[Recorded data]
☆ ☆ ☆

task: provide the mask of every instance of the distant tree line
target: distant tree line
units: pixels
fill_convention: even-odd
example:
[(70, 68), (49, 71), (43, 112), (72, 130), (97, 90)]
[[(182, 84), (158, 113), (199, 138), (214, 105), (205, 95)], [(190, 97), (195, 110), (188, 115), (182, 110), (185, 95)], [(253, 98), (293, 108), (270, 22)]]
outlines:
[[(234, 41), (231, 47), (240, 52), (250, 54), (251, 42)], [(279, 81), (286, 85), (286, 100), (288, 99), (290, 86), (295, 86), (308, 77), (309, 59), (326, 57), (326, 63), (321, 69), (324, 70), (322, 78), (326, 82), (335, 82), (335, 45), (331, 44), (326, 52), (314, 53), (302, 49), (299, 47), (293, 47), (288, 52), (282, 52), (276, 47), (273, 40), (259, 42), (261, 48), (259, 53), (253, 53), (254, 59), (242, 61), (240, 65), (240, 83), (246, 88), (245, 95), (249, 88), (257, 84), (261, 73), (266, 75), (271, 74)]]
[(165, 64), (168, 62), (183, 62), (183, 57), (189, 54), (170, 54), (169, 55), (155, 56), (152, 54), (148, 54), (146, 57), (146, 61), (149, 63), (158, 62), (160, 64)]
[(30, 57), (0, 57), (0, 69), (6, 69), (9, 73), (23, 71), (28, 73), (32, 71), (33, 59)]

☆ ☆ ☆

Copy every line of the recorded data above word for word, leaving nothing out and changing nothing.

» Task output:
task: provide the mask of every instance of the distant tree line
target: distant tree line
units: pixels
fill_convention: even-odd
example:
[(70, 68), (49, 71), (43, 112), (72, 130), (97, 90)]
[[(182, 84), (158, 113), (199, 138), (214, 105), (205, 95)], [(190, 97), (195, 110), (188, 115), (182, 110), (185, 95)], [(253, 98), (293, 108), (270, 22)]]
outlines:
[[(234, 41), (231, 47), (240, 52), (250, 54), (251, 42)], [(279, 81), (286, 85), (286, 100), (288, 99), (290, 86), (295, 86), (308, 77), (309, 59), (326, 57), (326, 63), (321, 69), (324, 70), (322, 78), (326, 82), (335, 82), (335, 45), (331, 44), (326, 52), (314, 53), (302, 49), (299, 47), (293, 47), (288, 52), (282, 52), (276, 47), (273, 40), (259, 42), (261, 48), (259, 53), (253, 53), (254, 59), (242, 61), (240, 65), (240, 83), (246, 88), (245, 95), (249, 88), (257, 84), (261, 73), (266, 75), (271, 74)]]
[(165, 64), (168, 62), (183, 62), (183, 57), (189, 54), (170, 54), (169, 55), (155, 56), (152, 54), (148, 54), (146, 57), (146, 61), (149, 63), (158, 62), (160, 64)]
[(30, 57), (0, 57), (0, 69), (6, 69), (9, 73), (23, 71), (28, 73), (32, 71), (33, 59)]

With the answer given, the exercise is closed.